### WHAT YOU HAVE TO DO
Put the lines of the data below into a numbered list, starting with the first line and going on through the line that contains "x=366, y=301". Leave out any blank lines.

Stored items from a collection
________________________________________
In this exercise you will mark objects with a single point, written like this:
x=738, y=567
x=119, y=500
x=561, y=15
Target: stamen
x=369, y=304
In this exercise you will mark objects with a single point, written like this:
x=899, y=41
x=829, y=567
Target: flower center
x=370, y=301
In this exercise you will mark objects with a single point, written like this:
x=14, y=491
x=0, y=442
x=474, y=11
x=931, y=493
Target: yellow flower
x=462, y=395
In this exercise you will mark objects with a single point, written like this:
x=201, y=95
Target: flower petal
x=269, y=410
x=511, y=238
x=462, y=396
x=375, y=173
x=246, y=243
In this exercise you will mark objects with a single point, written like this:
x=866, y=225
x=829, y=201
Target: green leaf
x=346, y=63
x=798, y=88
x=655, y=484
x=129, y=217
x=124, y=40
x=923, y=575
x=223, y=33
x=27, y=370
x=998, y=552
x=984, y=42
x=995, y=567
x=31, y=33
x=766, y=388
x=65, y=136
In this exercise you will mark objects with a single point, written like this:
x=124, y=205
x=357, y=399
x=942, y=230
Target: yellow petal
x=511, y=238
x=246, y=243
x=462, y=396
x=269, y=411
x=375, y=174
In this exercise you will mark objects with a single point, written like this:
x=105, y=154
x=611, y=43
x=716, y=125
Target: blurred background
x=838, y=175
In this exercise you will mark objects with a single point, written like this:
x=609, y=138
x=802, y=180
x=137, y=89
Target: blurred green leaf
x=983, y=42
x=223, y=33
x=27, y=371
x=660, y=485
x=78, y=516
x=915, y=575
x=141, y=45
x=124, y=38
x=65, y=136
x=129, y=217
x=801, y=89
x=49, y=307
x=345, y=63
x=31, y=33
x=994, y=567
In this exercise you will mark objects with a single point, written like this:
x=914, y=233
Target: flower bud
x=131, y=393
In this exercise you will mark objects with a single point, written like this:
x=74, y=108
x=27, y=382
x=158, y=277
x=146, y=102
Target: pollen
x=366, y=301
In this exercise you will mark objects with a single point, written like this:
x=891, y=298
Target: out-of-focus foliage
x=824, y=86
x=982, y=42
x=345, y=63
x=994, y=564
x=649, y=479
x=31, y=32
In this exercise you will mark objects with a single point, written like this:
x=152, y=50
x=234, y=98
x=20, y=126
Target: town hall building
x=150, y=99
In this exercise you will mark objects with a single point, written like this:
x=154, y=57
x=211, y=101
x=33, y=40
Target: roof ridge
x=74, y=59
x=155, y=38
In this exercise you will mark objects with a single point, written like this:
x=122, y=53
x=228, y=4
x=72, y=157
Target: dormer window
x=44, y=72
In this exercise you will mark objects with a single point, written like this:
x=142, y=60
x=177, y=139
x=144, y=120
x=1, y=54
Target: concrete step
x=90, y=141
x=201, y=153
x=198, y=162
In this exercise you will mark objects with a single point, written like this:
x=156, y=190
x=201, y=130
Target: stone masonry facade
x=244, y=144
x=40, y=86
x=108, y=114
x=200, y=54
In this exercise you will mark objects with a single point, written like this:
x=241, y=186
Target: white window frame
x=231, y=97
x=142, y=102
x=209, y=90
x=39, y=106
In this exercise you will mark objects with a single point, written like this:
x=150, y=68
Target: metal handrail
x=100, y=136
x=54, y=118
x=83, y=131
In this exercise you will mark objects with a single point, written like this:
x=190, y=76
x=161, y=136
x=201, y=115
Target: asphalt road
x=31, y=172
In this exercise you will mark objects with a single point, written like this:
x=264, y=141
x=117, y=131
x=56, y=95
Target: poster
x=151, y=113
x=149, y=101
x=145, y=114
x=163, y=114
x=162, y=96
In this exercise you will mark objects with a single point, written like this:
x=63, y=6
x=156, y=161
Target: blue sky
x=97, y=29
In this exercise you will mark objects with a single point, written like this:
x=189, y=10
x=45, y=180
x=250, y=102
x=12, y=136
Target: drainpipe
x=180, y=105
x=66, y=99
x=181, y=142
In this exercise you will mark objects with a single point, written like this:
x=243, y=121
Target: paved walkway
________________________________________
### TASK ANSWER
1. In this exercise you will mark objects with a single point, written like this:
2. x=738, y=567
3. x=119, y=500
4. x=561, y=15
5. Target: stamen
6. x=369, y=304
7. In this exercise you will mark objects with a single point, written like this:
8. x=899, y=41
9. x=829, y=567
10. Target: flower center
11. x=370, y=301
12. In this exercise you will mark objects with a single point, written like this:
13. x=14, y=491
14. x=0, y=442
15. x=474, y=11
16. x=931, y=493
17. Target: yellow flower
18. x=462, y=395
19. In this exercise you will mark objects with a single point, written like this:
20. x=201, y=95
21. Target: flower petal
22. x=269, y=410
23. x=511, y=238
24. x=462, y=396
25. x=375, y=173
26. x=246, y=243
27. In this exercise you will mark objects with a single point, written like this:
28. x=866, y=225
29. x=829, y=201
30. Target: green leaf
31. x=346, y=63
32. x=798, y=88
33. x=655, y=484
34. x=129, y=217
35. x=124, y=40
36. x=923, y=575
37. x=223, y=33
38. x=27, y=370
39. x=998, y=552
40. x=984, y=42
41. x=995, y=567
42. x=31, y=33
43. x=766, y=388
44. x=65, y=136
45. In this exercise you will mark objects with a single point, written like this:
46. x=124, y=205
47. x=357, y=399
48. x=942, y=230
49. Target: yellow petal
50. x=511, y=238
51. x=246, y=243
52. x=462, y=396
53. x=269, y=411
54. x=375, y=174
55. In this exercise you will mark objects with a single point, written like this:
56. x=105, y=154
57. x=611, y=43
58. x=716, y=125
59. Target: blurred background
60. x=838, y=175
61. In this exercise you will mark objects with a single point, written like this:
62. x=609, y=138
63. x=802, y=180
64. x=137, y=89
65. Target: blurred green leaf
66. x=983, y=42
67. x=223, y=33
68. x=27, y=371
69. x=660, y=485
70. x=78, y=516
71. x=915, y=575
72. x=141, y=45
73. x=124, y=38
74. x=65, y=136
75. x=129, y=217
76. x=801, y=89
77. x=49, y=307
78. x=345, y=63
79. x=31, y=33
80. x=994, y=567
81. In this exercise you will mark objects with a single point, written like this:
82. x=914, y=233
83. Target: flower bud
84. x=131, y=393
85. In this exercise you will mark objects with a single point, written like this:
86. x=74, y=108
87. x=27, y=382
88. x=158, y=277
89. x=146, y=102
90. Target: pollen
91. x=366, y=301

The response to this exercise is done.